=== ASSIGNMENT ===
Edit the lines below by replacing "box" with "rectangle" everywhere, keeping everything else the same. Leave the pictures out of your answer.

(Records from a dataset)
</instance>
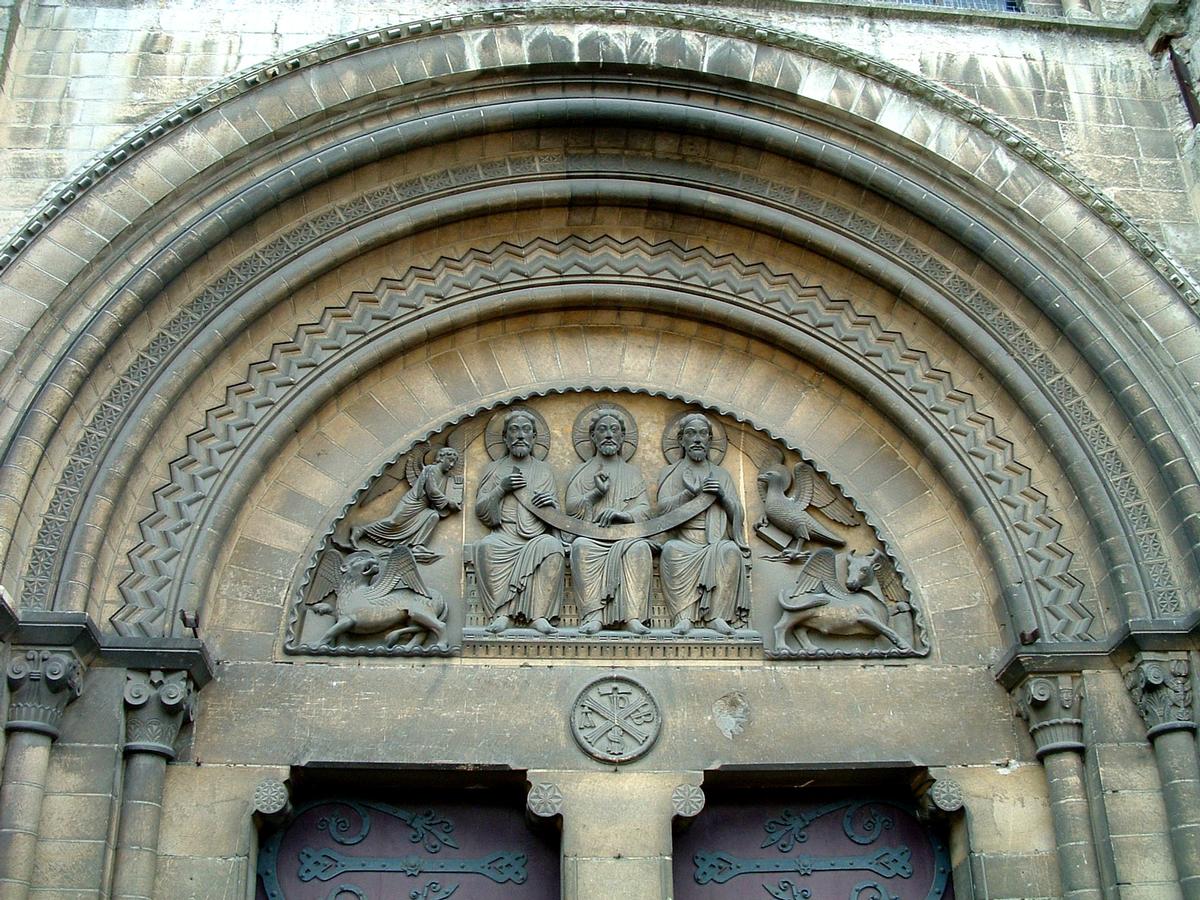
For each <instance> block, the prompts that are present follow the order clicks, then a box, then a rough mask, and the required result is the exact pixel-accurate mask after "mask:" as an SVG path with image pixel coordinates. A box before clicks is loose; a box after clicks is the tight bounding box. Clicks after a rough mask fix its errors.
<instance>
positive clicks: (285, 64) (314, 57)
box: [0, 6, 1200, 305]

=== RESPONSE FOR THIS EXERCISE ===
</instance>
For each <instance> block, the prompts that are present follow the order clicks, then a rectangle, then a rough mask, and the required result is the exact pixel-accurate mask after "mask:" as an SVG path with image pixel coordinates. A rectangle before clicks is loose; a rectangle after clicks is the tight bounding rectangle. Clicks after a rough mask fix its errors.
<instance>
positive clicks: (285, 64) (314, 57)
rectangle: [0, 6, 1200, 305]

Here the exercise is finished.